**Data provided**.
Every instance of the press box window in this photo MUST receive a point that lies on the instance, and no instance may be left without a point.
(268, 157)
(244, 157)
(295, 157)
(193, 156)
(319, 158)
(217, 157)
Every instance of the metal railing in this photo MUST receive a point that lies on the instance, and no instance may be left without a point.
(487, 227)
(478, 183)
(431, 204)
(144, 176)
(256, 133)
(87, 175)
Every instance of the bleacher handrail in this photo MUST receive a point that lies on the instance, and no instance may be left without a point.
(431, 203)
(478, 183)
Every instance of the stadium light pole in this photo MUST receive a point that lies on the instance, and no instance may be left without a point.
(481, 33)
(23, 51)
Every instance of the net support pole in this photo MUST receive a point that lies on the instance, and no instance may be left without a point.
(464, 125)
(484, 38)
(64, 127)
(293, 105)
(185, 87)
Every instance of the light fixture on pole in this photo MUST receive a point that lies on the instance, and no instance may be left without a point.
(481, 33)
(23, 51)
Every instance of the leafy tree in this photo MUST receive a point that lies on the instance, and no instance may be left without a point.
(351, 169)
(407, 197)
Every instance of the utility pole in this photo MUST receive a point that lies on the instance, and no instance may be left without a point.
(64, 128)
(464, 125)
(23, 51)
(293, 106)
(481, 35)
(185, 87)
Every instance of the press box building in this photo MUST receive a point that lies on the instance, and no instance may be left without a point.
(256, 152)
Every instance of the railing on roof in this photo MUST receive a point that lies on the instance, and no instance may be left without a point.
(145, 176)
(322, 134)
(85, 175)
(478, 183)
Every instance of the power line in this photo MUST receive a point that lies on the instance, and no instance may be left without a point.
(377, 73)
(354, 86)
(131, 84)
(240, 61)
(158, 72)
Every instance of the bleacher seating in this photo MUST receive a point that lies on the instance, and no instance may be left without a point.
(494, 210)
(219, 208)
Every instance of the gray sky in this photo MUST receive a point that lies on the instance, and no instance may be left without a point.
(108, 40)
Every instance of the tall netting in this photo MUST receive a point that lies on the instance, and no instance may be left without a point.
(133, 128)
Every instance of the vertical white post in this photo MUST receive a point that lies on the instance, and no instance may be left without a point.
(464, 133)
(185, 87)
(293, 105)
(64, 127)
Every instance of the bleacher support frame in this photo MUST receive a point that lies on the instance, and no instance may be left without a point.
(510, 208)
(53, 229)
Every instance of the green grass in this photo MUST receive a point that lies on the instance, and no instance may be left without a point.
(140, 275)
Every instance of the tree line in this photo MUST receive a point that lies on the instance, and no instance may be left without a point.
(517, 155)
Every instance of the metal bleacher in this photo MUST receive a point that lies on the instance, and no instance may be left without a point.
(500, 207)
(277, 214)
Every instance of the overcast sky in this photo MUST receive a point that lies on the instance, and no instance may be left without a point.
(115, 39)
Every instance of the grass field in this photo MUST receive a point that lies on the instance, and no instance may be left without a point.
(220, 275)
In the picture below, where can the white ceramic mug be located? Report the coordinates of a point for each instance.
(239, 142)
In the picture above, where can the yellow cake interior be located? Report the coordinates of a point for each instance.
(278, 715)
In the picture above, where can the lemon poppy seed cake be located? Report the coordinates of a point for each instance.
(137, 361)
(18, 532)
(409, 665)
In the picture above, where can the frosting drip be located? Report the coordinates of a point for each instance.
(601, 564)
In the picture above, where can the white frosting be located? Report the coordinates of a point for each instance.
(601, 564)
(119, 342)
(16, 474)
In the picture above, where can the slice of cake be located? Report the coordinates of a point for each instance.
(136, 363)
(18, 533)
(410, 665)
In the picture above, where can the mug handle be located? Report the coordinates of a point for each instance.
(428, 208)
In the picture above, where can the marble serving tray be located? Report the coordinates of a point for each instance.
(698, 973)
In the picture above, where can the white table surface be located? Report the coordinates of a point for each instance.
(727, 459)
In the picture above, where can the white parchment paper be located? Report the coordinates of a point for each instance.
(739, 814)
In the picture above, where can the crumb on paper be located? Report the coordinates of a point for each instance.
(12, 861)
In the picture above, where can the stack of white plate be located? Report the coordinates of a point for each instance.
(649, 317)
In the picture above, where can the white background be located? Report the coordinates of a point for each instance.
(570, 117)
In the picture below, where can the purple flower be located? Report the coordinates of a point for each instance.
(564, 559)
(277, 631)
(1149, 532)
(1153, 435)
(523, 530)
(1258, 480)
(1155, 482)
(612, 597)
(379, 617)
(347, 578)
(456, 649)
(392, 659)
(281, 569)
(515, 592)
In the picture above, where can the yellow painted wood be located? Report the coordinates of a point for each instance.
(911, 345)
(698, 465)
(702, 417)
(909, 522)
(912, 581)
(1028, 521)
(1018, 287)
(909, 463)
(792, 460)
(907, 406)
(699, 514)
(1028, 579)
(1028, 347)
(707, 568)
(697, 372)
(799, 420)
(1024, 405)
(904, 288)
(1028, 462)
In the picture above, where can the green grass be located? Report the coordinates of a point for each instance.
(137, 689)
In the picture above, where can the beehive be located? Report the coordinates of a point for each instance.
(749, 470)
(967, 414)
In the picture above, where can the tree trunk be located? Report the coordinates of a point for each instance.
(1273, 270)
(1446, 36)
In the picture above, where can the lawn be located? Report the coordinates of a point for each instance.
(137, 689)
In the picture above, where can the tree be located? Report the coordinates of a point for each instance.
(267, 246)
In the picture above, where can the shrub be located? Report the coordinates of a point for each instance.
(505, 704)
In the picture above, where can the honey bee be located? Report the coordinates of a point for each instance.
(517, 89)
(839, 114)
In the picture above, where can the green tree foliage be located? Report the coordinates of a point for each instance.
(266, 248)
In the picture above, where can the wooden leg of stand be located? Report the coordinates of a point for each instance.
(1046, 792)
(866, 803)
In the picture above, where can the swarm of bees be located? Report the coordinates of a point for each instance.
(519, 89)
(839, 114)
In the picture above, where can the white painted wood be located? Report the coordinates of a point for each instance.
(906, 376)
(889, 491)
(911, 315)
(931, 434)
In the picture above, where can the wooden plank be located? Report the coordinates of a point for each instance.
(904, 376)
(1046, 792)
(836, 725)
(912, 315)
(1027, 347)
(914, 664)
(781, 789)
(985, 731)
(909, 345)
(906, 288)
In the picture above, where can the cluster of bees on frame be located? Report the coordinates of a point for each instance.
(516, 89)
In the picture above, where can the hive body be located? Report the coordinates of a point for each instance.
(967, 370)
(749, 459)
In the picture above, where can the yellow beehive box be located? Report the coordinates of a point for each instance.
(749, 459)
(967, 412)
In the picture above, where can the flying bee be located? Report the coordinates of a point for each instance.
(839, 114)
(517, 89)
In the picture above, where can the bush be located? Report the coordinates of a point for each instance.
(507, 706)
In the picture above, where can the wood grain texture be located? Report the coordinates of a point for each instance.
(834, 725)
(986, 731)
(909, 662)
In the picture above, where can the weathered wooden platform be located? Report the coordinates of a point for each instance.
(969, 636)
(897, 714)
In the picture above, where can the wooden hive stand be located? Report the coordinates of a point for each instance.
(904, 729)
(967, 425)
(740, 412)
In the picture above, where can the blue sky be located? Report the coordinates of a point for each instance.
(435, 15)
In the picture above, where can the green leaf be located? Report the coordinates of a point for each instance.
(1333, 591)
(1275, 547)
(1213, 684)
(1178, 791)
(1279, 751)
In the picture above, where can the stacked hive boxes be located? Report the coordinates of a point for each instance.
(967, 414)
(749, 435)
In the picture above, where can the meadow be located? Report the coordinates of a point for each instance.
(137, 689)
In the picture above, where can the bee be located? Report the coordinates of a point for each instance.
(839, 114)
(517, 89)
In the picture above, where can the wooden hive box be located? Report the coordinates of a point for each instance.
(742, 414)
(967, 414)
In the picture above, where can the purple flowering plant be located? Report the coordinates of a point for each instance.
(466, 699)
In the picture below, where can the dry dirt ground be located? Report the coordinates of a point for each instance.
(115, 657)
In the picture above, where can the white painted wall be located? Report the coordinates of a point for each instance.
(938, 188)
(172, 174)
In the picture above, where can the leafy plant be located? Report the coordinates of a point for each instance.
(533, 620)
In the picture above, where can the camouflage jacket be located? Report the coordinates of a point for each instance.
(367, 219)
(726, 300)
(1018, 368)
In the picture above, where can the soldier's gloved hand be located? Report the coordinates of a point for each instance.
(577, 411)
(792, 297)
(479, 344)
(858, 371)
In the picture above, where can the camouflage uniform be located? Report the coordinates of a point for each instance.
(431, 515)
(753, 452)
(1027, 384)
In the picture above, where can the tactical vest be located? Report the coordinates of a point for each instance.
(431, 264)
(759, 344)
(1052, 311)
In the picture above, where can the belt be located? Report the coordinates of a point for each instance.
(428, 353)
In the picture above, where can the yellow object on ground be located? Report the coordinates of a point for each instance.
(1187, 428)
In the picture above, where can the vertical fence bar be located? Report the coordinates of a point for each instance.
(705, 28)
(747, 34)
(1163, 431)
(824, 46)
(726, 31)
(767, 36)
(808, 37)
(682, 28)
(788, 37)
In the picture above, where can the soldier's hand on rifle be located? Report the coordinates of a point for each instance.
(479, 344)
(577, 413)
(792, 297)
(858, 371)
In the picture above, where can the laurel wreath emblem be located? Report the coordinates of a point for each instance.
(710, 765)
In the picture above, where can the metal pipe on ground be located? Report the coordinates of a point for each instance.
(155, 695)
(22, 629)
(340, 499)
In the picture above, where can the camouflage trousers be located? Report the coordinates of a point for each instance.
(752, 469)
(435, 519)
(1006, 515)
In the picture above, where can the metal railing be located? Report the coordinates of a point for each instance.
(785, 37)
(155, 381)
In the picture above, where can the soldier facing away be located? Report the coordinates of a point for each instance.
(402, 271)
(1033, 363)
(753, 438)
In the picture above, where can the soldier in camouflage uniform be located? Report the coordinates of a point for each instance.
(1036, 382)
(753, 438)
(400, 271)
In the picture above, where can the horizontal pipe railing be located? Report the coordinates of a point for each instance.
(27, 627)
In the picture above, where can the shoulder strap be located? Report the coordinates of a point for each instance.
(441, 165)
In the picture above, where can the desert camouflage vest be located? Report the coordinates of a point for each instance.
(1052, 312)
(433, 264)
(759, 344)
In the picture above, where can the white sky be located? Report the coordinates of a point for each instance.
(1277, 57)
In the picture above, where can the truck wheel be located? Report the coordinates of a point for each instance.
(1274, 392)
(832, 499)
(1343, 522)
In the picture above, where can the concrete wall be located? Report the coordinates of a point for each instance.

**Task brief**.
From the line containing "In the picture above, where can the white sky" down to the end of the listing above, return each line exactly as it appears and nothing more.

**Solution**.
In the picture above, where can the white sky be located? Report the coordinates of a point for each instance.
(1277, 57)
In the picture above, where can the truck wheel be located? Report the coordinates of a point for each instance.
(1274, 392)
(832, 499)
(1343, 522)
In the picture above, where can the concrete wall be located? Report the coordinates of a point for each instance.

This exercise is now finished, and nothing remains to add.